- **EXCERPTED PASSAGE**:

B. Person Related to Multiple Partners

Section 1.752–4(b)(2)(i) provides that if a person is related to more than one partner in a partnership under §1.752–4(b)(1), the related party rules in §1.752–4(b)(1) are applied by treating the person as related only to the partner with whom there is the highest percentage of related ownership (greatest percentage rule). If, however, two or more partners have the same percentage of related ownership and no other partner has a greater percentage, the liability is allocated equally among the partners having the equal percentages of related ownership.

The IRS and the Treasury Department have recently received comments requesting that the greatest percentage rule be removed. The commenter explains that if a person is related to more than one partner under §1.752–4(b)(1), the ultimate determination of a person’s relatedness to a partner should not be based on which partner has the highest percentage of related ownership because differences in ownership percentages within a 20-percent range do not justify treating a person as related to one partner over another. After considering the comments, the IRS and the Treasury Department agree with the comments, especially given the administrative burden associated with determining precise ownership percentages above the 80-percent threshold in §1.752–4(b)(1)(i). Therefore, the proposed regulations remove the greatest percentage rule and provide that if a person is a lender or has a payment obligation for a partnership liability and is related to more than one partner, those partners share the liability equally.

C. Related Partner Exception to Related Party Rules

Section 1.752–4(b)(2)(iii) provides that persons owning interests directly or indirectly in the same partnership are not treated as related persons for purposes of determining the economic risk of loss borne by each of them for the liabilities of the partnership (the related partner exception). The IRS and the Treasury Department are aware that taxpayers are uncertain of the application of the related partner exception following the decision in IPO II v. Commissioner, 122 T.C. 295 (2004). IPO II involved an individual, Mr. Forsythe, who owned 100 percent of an S corporation, Indeck Overseas, and 70 percent of a second S corporation, Indeck Energy. Mr. Forsythe’s children owned the remaining 30 percent of Indeck Energy. Mr. Forsythe and Indeck Overseas formed a partnership, IPO II, which received a loan from a bank. To secure that loan, Mr. Forsythe, Indeck Energy, and Indeck Power (a C corporation of which Mr. Forsythe owned 63 percent) entered into guarantees with the bank. IPO II allocated 99 percent of the increase in basis attributable to this liability to Indeck Overseas. Id. at 296–97. The Tax Court held that this allocation was incorrect because Indeck Overseas was not directly or indirectly liable for the debt. The court, while stressing that it interprets “the policy behind the related partner exception as preventing the shifting of basis from a party who bears actual economic risk of loss to one who does not,” did not end its analysis by stating that Mr. Forsythe guaranteed the debt, and thus his economic risk of loss could not be shifted to Indeck Overseas which did not guarantee the debt. Id. at 303. The court instead examined whether Indeck Overseas indirectly bore the economic risk of loss due to its relationship with a related party, Indeck Energy. The Tax Court held that the relationship between Indeck Overseas and Indeck Energy arose through Mr. Forsythe. Because the related partner exception shuts off the relationship between Mr. Forsythe and Indeck Overseas, it should be turned off for all purposes; therefore, Indeck Energy was not related to Indeck Overseas. Id. at 304.

- **WHAT YOU WILL DO**:
Write out the part of the partnership liability passage that begins at the words "B. Person Related" and stops after "of related ownership.", copying it word for word.

- **RECORDED DATA**:
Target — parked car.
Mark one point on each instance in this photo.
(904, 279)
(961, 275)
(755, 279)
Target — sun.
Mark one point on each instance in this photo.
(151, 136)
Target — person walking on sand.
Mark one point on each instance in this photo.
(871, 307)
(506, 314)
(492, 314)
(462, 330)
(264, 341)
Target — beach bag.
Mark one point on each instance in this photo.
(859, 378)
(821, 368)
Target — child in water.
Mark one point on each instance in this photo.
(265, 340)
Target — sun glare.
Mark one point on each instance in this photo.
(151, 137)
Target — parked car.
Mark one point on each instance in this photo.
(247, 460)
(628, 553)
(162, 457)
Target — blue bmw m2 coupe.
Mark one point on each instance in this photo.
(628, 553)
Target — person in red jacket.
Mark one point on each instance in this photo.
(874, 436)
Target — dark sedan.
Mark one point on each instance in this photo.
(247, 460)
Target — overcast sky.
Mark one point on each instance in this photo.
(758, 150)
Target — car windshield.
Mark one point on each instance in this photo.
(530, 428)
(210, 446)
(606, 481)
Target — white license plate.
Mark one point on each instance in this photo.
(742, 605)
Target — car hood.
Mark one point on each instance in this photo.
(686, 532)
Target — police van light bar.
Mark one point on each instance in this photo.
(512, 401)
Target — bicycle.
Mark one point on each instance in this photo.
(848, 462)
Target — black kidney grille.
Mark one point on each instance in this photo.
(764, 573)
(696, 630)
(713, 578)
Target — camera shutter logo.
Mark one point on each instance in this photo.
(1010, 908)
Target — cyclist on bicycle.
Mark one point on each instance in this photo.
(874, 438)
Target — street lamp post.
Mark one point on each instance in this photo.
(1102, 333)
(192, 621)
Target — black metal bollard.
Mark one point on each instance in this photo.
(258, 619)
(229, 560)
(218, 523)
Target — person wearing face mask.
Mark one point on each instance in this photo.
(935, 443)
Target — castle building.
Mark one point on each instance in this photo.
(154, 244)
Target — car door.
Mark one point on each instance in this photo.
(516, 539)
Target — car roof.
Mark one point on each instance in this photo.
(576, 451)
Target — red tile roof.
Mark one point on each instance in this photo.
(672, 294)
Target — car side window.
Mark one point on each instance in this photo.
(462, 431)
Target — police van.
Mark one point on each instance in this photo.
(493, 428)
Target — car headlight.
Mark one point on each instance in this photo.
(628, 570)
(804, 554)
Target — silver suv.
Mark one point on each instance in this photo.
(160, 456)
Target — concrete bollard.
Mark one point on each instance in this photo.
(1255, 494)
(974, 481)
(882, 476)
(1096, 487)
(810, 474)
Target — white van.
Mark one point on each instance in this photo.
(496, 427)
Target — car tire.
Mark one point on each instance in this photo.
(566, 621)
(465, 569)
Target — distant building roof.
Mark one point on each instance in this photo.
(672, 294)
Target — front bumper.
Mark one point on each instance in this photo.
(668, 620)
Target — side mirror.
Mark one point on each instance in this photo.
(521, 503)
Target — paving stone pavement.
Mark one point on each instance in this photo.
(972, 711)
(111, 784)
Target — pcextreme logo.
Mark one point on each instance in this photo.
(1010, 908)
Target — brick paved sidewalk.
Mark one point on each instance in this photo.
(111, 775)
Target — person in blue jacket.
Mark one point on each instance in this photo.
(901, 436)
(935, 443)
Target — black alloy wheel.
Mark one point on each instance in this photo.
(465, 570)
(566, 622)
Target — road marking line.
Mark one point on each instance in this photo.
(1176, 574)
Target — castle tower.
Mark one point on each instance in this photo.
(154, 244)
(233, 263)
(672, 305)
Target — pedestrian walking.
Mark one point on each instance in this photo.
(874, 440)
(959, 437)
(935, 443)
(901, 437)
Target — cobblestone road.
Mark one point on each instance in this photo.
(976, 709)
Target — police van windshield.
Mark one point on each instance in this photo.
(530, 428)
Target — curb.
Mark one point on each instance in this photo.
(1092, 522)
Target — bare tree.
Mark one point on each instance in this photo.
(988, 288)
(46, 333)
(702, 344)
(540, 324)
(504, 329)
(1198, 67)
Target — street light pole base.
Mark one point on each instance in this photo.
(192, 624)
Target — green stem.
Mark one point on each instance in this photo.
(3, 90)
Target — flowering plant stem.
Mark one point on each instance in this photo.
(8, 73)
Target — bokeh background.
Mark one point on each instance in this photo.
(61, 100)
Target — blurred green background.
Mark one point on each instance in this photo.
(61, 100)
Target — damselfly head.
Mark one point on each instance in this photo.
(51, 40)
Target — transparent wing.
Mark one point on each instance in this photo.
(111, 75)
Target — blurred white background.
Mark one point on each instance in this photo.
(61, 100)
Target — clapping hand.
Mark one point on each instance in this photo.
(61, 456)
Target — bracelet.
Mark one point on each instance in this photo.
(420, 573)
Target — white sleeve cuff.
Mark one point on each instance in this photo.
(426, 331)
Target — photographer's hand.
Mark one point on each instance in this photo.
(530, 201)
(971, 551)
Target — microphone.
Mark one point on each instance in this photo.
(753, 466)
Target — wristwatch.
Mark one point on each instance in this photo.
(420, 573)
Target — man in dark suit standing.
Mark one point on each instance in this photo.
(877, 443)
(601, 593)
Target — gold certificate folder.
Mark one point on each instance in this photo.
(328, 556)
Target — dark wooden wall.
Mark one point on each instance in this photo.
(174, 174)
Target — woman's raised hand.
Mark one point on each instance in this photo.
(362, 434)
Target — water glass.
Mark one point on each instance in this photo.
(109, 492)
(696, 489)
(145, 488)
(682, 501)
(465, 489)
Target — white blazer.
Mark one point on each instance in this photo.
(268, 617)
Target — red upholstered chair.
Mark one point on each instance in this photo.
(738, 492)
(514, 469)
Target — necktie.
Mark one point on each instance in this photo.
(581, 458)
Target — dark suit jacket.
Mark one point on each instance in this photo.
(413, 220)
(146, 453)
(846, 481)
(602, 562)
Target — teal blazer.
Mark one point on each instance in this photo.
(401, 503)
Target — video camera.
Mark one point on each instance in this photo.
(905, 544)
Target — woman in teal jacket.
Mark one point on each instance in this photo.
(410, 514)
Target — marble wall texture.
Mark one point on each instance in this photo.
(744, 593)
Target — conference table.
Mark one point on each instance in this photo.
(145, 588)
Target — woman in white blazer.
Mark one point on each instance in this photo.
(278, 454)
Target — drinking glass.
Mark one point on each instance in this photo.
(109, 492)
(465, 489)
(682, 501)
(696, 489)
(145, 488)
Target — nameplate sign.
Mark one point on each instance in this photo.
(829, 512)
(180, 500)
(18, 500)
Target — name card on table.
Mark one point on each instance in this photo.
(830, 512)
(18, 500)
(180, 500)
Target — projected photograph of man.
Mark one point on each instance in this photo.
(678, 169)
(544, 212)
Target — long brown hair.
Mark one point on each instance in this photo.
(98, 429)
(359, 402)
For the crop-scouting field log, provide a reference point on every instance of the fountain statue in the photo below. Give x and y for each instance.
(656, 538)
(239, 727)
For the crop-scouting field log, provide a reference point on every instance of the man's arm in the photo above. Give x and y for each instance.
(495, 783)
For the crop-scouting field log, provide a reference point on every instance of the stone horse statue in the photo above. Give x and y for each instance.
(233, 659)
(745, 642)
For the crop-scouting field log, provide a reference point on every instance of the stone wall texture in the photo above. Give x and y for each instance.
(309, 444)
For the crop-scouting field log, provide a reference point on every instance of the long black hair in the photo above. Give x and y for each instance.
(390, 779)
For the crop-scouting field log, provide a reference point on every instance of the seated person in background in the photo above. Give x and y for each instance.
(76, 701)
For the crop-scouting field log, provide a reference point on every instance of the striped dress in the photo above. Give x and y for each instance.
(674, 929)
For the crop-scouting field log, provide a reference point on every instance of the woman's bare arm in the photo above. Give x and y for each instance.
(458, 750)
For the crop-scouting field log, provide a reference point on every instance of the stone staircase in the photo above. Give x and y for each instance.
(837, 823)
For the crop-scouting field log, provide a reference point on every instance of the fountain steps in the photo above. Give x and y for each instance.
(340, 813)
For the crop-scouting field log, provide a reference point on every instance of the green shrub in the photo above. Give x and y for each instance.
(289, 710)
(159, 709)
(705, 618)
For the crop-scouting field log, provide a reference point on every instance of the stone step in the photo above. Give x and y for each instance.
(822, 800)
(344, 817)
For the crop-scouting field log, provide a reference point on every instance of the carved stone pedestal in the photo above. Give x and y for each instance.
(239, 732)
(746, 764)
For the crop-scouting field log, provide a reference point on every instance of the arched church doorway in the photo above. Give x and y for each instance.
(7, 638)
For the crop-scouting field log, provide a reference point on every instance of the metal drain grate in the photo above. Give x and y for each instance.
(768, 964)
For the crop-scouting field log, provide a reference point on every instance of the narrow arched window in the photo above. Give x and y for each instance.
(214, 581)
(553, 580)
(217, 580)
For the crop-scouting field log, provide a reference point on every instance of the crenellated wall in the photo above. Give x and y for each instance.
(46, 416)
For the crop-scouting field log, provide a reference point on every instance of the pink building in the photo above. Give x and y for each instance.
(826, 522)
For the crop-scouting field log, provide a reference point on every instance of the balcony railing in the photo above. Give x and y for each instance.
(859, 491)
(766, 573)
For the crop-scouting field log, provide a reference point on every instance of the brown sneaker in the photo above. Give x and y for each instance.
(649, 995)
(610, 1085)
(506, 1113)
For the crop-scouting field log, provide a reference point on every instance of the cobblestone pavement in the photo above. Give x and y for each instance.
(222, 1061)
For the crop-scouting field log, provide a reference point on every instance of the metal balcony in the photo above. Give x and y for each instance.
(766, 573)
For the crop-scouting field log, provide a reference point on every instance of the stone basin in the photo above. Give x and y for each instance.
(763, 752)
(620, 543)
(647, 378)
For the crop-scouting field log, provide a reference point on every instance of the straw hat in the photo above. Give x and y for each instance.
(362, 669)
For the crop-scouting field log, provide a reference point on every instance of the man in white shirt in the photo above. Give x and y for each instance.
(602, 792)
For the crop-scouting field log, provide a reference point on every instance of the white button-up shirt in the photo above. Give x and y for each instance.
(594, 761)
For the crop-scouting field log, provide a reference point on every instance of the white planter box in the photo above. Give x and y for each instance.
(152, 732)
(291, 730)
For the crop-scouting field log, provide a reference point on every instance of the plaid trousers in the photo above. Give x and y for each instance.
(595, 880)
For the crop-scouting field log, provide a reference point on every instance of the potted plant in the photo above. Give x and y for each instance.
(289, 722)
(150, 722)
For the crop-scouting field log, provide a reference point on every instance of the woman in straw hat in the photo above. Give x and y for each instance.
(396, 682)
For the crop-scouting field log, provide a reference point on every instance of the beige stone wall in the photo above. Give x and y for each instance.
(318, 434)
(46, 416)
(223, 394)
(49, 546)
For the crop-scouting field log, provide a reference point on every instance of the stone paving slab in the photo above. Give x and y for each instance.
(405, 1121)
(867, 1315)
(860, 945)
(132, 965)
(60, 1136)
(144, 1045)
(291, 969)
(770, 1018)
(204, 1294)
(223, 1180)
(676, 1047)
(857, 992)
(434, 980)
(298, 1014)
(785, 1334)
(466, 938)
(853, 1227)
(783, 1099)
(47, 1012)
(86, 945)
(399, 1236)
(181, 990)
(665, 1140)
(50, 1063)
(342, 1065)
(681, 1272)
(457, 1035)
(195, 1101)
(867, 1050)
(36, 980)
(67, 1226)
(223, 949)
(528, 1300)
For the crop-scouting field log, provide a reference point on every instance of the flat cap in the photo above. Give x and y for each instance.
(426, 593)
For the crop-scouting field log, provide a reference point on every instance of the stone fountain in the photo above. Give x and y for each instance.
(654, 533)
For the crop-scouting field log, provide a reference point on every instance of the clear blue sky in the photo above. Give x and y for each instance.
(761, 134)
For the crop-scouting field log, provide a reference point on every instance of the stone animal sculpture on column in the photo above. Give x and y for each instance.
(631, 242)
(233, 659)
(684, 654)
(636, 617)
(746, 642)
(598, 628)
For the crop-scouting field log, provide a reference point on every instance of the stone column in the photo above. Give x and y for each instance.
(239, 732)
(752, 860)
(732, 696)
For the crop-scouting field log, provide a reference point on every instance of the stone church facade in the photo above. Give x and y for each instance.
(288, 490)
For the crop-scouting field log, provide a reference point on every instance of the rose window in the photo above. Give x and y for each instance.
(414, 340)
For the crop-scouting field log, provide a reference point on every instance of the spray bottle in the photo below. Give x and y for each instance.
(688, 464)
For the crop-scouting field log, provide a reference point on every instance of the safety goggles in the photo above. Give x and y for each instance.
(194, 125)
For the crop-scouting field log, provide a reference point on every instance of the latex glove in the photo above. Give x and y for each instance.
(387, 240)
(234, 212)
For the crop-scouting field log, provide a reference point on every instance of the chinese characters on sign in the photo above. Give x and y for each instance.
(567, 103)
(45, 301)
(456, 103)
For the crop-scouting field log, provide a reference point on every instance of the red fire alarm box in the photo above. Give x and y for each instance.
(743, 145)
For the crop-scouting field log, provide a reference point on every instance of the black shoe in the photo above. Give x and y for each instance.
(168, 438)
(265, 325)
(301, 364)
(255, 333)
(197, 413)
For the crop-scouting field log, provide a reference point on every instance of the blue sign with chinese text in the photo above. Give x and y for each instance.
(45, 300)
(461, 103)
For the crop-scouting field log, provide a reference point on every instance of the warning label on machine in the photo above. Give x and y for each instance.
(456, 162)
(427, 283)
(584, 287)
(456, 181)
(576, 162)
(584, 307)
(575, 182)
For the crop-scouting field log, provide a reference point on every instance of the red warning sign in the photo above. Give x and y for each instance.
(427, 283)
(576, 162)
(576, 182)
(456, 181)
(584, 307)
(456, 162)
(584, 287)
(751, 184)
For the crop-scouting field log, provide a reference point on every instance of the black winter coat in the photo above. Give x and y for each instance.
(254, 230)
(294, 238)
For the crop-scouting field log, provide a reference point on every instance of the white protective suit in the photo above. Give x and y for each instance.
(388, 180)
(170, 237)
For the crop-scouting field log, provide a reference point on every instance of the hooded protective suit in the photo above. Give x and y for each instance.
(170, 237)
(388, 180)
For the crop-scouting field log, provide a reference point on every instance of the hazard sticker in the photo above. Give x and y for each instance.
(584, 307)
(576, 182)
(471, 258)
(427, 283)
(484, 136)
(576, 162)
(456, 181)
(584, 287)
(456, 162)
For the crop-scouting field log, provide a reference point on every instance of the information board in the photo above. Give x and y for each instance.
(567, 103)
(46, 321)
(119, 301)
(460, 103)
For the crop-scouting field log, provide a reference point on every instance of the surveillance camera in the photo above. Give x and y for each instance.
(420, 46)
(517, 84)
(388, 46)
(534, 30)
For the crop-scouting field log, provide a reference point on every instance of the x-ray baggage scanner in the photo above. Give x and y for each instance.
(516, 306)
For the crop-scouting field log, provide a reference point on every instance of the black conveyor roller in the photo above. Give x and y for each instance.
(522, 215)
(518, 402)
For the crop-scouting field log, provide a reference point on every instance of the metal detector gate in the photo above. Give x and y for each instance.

- **THE REPLY**:
B. Person Related to Multiple Partners

Section 1.752–4(b)(2)(i) provides that if a person is related to more than one partner in a partnership under §1.752–4(b)(1), the related party rules in §1.752–4(b)(1) are applied by treating the person as related only to the partner with whom there is the highest percentage of related ownership (greatest percentage rule). If, however, two or more partners have the same percentage of related ownership and no other partner has a greater percentage, the liability is allocated equally among the partners having the equal percentages of related ownership.